┌─ TEXT SEGMENT
Neoclassical concepts still have their uses, as we shall see in later chapters of this book. But the existence – and importance – of non-narrative forms of comedy, whether historical, like the jig, or contemporary, like the stand-up routine, reveal the limitations both of neoclassical theory, and of the criterion of a happy ending. For, on the one hand, a happy ending necessitates a preceding narrative context, a context lacking, by definition, in non-narrative forms. On the other hand, non-narrative forms clearly qualify as comedy. They do so, however, not on the basis of the way they end, nor on the basis of any other structural features. They do so because, and only because, they are designed to make us laugh. They qualify as comedy on the basis of the very criterion neoclassicism tended, along with nonnarrative forms themselves, to undervalue.
This is a key point, not because of what it tells us about the limitations of neoclassical theory, but because of what it tells us about the heterogeneity of forms and conventions comedy can involve. It is indicative, in particular, of two sets of divisions which traverse the field of comedy as a whole – and which require very careful separation. One is the division between the criterion of a happy ending and the criterion of laughter. The other is the division between narrative and non-narrative forms. Although there tends, within neoclassical theory to be a coincidence between them, the two kinds of division are logically distinct. Moreover, they do not always, in practice, correspond with or accompany one another. For while the criterion of laughter can apply only to narrative forms, and while non-narrative forms only qualify as comedy because of the criterion of laughter, the symmetry between the different forms and the different criteria is incomplete: the criterion of laughter is not, like the criterion of a happy ending, restricted to one type of form; it can apply to narratives, as well as to non-narrative forms like double-acts and stand-up routines.

Comedy and the comic

These differences and divisions are to some extent marked in the common terminological distinction between ‘comedy’, on the one hand, and ‘comic’ on the other. If we consult the Concise Oxford Dictionary again, we find that the principle meaning of ‘comic’ is ‘causing, or meant to cause laughter’. The term therefore embodies one, and only one, of comedy’s major generic criteria. It can refer, though, to any of its forms. Indeed, its field of potential reference is extensive – so extensive that it stretches beyond the province of comedy, and beyond the province of aesthetics as a whole. A real event can be comic, as can a real person or an instance of everyday discourse. So, too, insofar as the term refers to effects as well as intentions, to ‘causing’ laughter as well as meaning to cause it, can a horror film, a war film, or a drama (for reasons we consider later).
└─
┌─ PROVIDED RECORDS
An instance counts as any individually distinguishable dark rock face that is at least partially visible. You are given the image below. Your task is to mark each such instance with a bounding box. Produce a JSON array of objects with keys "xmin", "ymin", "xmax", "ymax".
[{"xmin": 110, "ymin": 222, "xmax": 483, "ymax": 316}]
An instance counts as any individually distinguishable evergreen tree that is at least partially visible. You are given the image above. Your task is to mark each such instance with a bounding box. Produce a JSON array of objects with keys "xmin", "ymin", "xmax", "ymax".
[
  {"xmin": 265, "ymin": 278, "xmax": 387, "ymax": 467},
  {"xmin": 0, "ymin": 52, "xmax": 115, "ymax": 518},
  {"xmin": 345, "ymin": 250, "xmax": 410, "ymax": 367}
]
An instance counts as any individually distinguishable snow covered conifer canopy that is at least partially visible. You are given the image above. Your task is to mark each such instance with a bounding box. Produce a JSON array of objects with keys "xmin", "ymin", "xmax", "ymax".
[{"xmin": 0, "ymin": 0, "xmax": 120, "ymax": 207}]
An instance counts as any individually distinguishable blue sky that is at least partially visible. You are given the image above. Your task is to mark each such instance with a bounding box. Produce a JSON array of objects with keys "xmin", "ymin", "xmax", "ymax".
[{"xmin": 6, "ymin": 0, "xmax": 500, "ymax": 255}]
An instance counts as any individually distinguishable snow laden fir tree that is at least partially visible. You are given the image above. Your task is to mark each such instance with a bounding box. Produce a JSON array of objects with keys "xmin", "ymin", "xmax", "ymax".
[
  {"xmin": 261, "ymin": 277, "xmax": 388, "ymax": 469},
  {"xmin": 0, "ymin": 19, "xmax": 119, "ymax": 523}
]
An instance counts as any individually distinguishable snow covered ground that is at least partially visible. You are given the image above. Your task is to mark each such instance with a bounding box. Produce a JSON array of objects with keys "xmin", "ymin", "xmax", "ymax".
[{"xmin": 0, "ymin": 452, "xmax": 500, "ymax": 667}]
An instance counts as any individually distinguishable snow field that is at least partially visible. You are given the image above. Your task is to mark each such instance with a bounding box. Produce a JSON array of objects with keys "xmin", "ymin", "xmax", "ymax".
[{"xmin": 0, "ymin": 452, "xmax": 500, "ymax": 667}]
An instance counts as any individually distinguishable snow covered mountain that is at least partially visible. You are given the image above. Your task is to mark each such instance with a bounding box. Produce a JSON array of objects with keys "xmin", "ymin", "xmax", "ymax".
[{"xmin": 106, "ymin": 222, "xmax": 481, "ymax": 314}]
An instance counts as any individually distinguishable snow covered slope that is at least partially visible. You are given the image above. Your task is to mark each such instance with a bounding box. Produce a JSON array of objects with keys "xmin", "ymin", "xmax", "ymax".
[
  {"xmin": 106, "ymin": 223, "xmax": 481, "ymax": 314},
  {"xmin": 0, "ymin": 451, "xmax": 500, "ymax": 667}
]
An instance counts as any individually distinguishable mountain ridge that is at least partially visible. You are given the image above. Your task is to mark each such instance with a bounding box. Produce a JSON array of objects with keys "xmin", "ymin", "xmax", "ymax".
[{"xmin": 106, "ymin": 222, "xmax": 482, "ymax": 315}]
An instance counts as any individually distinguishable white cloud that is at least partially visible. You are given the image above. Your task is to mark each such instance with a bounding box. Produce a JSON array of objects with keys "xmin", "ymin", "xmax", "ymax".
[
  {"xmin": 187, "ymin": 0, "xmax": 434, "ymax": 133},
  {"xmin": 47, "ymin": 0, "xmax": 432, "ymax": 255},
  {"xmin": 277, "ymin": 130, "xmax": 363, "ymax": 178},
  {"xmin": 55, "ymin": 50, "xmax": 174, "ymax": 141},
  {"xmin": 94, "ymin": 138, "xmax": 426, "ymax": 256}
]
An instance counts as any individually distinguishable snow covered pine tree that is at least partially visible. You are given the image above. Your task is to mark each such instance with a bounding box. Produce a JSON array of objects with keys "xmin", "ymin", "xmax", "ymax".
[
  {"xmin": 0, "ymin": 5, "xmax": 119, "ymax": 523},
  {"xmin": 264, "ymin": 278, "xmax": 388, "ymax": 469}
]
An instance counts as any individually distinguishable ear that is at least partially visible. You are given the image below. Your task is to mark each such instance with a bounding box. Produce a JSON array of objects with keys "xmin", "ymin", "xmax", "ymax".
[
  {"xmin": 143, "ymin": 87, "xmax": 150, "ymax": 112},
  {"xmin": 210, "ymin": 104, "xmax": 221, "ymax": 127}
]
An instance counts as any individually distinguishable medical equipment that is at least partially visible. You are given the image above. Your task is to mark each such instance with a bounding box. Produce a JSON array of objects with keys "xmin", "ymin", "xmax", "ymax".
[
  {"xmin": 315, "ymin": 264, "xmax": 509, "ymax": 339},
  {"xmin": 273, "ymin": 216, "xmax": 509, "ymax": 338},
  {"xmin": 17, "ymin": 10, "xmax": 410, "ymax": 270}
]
└─
## STATED PROBLEM A
Decide whether each statement agrees with the comedy passage: (i) a happy ending requires a preceding narrative context; (ii) non-narrative forms qualify as comedy because of the way they end; (iii) a real event can be comic. Answer yes or no for each and quote the deciding words.
## STATED PROBLEM B
Set down the part of the comedy passage between "Neoclassical concepts still" and "themselves, to undervalue.", inclusive.
Work from the comedy passage alone.

## REPLY A
(i) Yes: "a happy ending necessitates a preceding narrative context"
(ii) No: "not on the basis of the way they end"
(iii) Yes: "A real event can be comic"

## REPLY B
Neoclassical concepts still have their uses, as we shall see in later chapters of this book. But the existence – and importance – of non-narrative forms of comedy, whether historical, like the jig, or contemporary, like the stand-up routine, reveal the limitations both of neoclassical theory, and of the criterion of a happy ending. For, on the one hand, a happy ending necessitates a preceding narrative context, a context lacking, by definition, in non-narrative forms. On the other hand, non-narrative forms clearly qualify as comedy. They do so, however, not on the basis of the way they end, nor on the basis of any other structural features. They do so because, and only because, they are designed to make us laugh. They qualify as comedy on the basis of the very criterion neoclassicism tended, along with nonnarrative forms themselves, to undervalue.